Material for this exercise:

------------------------

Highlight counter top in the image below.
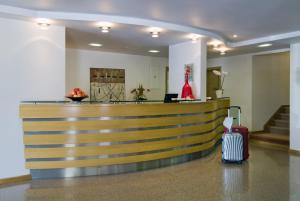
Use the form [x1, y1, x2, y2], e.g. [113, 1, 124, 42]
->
[20, 99, 230, 178]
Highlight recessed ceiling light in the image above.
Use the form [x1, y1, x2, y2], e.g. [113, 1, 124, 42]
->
[36, 18, 51, 30]
[189, 34, 202, 43]
[207, 40, 223, 48]
[150, 32, 159, 38]
[258, 43, 272, 47]
[148, 50, 160, 53]
[148, 27, 162, 38]
[89, 43, 102, 47]
[97, 22, 113, 33]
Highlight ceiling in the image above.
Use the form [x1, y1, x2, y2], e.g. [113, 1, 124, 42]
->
[0, 0, 300, 57]
[65, 21, 189, 57]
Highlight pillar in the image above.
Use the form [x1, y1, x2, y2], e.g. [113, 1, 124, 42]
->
[290, 43, 300, 151]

------------------------

Work to do: Present every line of the entries above as a Markdown table with the columns Row and Line, skipping blank lines and leaving out the pictures.

Result:
| Row | Line |
|---|---|
| 1 | Highlight counter top in the image below. |
| 2 | Use the form [x1, y1, x2, y2], e.g. [113, 1, 124, 42] |
| 3 | -> |
| 4 | [20, 99, 230, 178] |
| 5 | Highlight recessed ceiling light in the image above. |
| 6 | Use the form [x1, y1, x2, y2], e.g. [113, 1, 124, 42] |
| 7 | -> |
| 8 | [36, 18, 51, 30] |
| 9 | [189, 34, 202, 43] |
| 10 | [207, 40, 223, 48] |
| 11 | [150, 32, 159, 38] |
| 12 | [258, 43, 272, 47] |
| 13 | [148, 50, 160, 53] |
| 14 | [148, 27, 162, 38] |
| 15 | [89, 43, 102, 47] |
| 16 | [97, 22, 113, 33] |
| 17 | Highlight ceiling in the image above. |
| 18 | Use the form [x1, y1, x2, y2], e.g. [113, 1, 124, 42] |
| 19 | -> |
| 20 | [0, 0, 300, 57] |
| 21 | [65, 21, 189, 57] |
| 22 | Highlight pillar in the image above. |
| 23 | Use the form [x1, y1, x2, y2], e.g. [113, 1, 124, 42] |
| 24 | -> |
| 25 | [290, 43, 300, 151] |